## [What the exercise asks]
All records below are to be repeated precisely, with nothing added.

## [Raw data]

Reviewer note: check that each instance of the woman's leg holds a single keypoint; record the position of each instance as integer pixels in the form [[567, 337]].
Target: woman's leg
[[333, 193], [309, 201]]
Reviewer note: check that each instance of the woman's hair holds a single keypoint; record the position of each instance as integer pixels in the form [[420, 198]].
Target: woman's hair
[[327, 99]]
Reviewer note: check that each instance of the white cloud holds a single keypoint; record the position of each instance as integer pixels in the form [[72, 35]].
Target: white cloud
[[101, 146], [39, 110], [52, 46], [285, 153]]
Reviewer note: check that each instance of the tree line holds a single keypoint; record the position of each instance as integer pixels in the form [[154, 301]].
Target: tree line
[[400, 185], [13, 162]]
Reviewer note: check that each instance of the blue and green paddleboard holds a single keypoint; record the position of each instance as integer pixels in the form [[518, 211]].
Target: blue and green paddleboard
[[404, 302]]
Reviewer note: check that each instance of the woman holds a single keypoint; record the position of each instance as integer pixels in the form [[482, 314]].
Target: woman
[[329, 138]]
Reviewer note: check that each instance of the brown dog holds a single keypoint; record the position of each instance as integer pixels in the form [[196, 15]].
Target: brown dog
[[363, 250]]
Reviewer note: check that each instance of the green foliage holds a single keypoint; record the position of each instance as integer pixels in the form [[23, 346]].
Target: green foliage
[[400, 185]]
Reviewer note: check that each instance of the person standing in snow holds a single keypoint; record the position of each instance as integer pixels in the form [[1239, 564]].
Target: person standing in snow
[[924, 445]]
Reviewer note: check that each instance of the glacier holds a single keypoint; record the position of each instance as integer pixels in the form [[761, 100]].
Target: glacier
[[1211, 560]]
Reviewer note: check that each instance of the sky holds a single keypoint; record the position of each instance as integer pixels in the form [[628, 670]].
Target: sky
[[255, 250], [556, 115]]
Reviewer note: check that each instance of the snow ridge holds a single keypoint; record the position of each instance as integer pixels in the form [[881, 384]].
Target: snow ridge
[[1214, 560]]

## [The answer]
Reviewer note: check that each instance of the woman's leg holds a single keypoint; record the position of each instance as integer pixels in the form [[567, 337]].
Target: woman's leg
[[333, 193], [309, 201]]
Reviewer note: check that each instance of the woman's hair holds a single keypoint; record the position of each instance as integer pixels in the form [[420, 198]].
Target: woman's hair
[[327, 99]]
Reviewer note: check that each instance of the white cloud holds a single keypoint; record the position of each instance as integer pixels in the form [[72, 35]].
Target: white cloud
[[101, 146], [39, 110], [52, 46], [285, 153]]
Reviewer note: check that each instance of the tree line holds a single keypoint; record the position of each instance as integer pixels in the form [[154, 301]].
Target: tree line
[[400, 185], [13, 162]]
Reviewer note: check that each instance of the blue and green paddleboard holds a single keypoint; record the position of each instance as integer pixels in the form [[518, 211]].
Target: blue and green paddleboard
[[404, 302]]
Reviewer note: check that each instance of the woman holds a single keypoint; record the position of each instance as integer pixels in the form [[482, 314]].
Target: woman
[[329, 138]]
Reviewer note: check that each instance of the brown dog holds a single keypoint; record the position of each instance as integer pixels in the form [[196, 15]].
Target: brown dog
[[363, 250]]
Reviewer note: check that each instance of the green foliage holds a single keypoint; record the position of each instance as integer pixels in the form [[23, 346]].
Target: green foliage
[[400, 185]]
Reviewer note: check that each instance of the person standing in snow holds a single keypoint; record the position of each instance as integer pixels in the form [[1239, 564]].
Target: person standing in snow
[[924, 445]]
Reviewer note: check that each instance of the glacier holds a single keypoint; record the position of each instance as integer pixels in the form [[761, 100]].
Target: glacier
[[1211, 560]]
Reviewer note: check that each instance of the sky holds a single keypoint; record the position of each instance as integer pixels in the form [[628, 670]].
Target: sky
[[255, 250], [556, 115]]
Reviewer note: check that each instance of the snow ridge holds a single keypoint; record the position of each instance as integer pixels in the form [[881, 384]].
Target: snow ridge
[[1214, 560]]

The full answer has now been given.